◆ TO DO
Reproduce all of the data below, replacing each occurrence of "Review Question" with "Annotation Prompt" and leaving everything else unchanged.

◆ LISTED RECORDS

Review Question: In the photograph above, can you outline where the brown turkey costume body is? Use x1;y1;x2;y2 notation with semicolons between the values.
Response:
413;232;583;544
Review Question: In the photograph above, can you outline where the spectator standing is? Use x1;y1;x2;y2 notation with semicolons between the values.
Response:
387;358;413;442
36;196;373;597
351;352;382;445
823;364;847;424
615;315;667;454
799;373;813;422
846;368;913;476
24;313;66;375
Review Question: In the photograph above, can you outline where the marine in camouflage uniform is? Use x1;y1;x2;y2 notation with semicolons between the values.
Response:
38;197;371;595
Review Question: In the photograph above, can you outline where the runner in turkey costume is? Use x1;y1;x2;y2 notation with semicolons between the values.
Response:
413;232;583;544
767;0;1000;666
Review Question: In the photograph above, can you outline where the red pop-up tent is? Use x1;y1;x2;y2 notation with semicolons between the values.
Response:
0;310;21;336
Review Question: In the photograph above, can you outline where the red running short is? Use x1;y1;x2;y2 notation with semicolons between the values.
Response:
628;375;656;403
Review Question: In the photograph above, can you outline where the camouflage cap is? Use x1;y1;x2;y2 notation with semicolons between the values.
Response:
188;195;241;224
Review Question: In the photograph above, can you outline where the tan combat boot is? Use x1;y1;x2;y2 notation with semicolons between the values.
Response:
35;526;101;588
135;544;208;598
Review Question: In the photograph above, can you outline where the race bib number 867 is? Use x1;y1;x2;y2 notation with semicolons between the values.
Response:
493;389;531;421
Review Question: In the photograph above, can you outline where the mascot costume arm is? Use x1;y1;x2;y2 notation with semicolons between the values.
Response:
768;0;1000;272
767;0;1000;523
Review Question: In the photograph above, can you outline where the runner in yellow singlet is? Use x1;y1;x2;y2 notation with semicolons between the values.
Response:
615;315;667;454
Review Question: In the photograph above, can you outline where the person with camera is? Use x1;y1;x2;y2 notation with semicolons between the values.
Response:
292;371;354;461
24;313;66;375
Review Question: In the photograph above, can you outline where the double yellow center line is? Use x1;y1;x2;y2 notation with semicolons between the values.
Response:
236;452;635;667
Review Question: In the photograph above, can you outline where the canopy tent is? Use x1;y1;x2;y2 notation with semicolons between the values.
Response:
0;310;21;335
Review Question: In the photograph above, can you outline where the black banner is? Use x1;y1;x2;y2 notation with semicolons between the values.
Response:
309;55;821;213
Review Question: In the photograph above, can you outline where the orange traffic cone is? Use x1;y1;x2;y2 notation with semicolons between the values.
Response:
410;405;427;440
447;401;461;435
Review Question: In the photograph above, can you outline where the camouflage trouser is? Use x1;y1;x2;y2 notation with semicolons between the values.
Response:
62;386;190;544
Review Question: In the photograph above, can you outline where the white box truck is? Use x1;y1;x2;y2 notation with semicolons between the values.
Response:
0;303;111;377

◆ THE REPLY
Annotation Prompt: In the photograph above, can you outline where the brown turkey costume body is? Use x1;y1;x2;y2 notation with semicolons between the values.
Response:
413;232;583;544
Annotation Prompt: In the photograph above, can you outline where the spectator standing is? Use x1;y1;x2;y2 notation with semicolons between the values.
Response:
387;358;413;442
36;196;373;597
351;352;382;445
823;364;847;424
615;315;667;454
799;373;813;422
846;368;913;476
24;313;66;375
Annotation Prompt: In the photograph above, can you outline where the marine in camouflage uniform is? Use x1;y1;x2;y2 notation with semicolons between the values.
Response:
38;197;371;595
Annotation Prompt: In the photograph above, can you outline where the runner in turkey costume is? Use x1;y1;x2;y2 notation with semicolons between the values.
Response:
413;232;583;544
767;0;1000;666
Annotation Prompt: In the photograph above, can you outline where the red pop-up tent is? Use x1;y1;x2;y2 notation with semicolons between the values.
Response:
0;310;21;336
Annotation Prompt: In the photograph above, can you outline where the red running short is? Use x1;y1;x2;y2 notation with semicolons between the values.
Response:
628;375;656;403
Annotation Prompt: In the photograph above, can you outline where the camouflage cap is? Use x1;y1;x2;y2 notation with semicolons between the values.
Response:
188;195;241;224
Annotation Prompt: In the photograph above, can you outline where the tan combat boot is? Use x1;y1;x2;y2 notation with semicolons between the values.
Response:
35;526;101;588
135;544;208;598
Annotation Prompt: In the photograph above, can you outline where the race bib number 867 is? Use x1;y1;x2;y2 notation with semicolons between the values.
Response:
493;389;531;421
Annotation Prompt: In the photograph above, can you outline where the mascot costume arm is? Use x1;y1;x2;y2 notation with semicolons between the values.
Response:
768;0;1000;272
767;0;1000;523
Annotation Prompt: In the photograph above, can you outline where the runner in yellow singlet is? Use x1;y1;x2;y2 notation with semicolons between the values.
Response:
615;315;667;454
Annotation Prompt: In the photograph above, can you outline where the person with camera is? Use x1;y1;x2;y2 notation with semicolons between the values.
Response:
292;371;354;461
24;313;66;375
Annotation Prompt: In the photograph above, can you outline where the double yellow center line is? Use x1;y1;x2;y2 notation with semicolons between the values.
Response:
236;452;635;667
Annotation Prompt: In the photograph above, can you outline where the canopy tent is? Use x1;y1;x2;y2 notation with semicolons between the values.
Response:
0;310;21;335
Annotation Prompt: In the photograph above, can you outline where the black banner is? Use x1;y1;x2;y2 notation with semicolons between the values.
Response:
309;55;821;213
Annotation Prompt: In the photograph above, can you outline where the orange traffic cone is? Use x1;y1;x2;y2 notation with semicolons between the values.
Response:
410;405;427;440
447;401;461;435
Annotation Prompt: In the photograph above, can you outline where the camouflage trouser is? Use x1;y1;x2;y2 notation with semicolons between the values.
Response:
62;386;190;544
Annotation Prompt: In the photograph above, can you outline where the white box truck is? Use x1;y1;x2;y2 notation with semicolons between the values.
Response:
0;303;111;377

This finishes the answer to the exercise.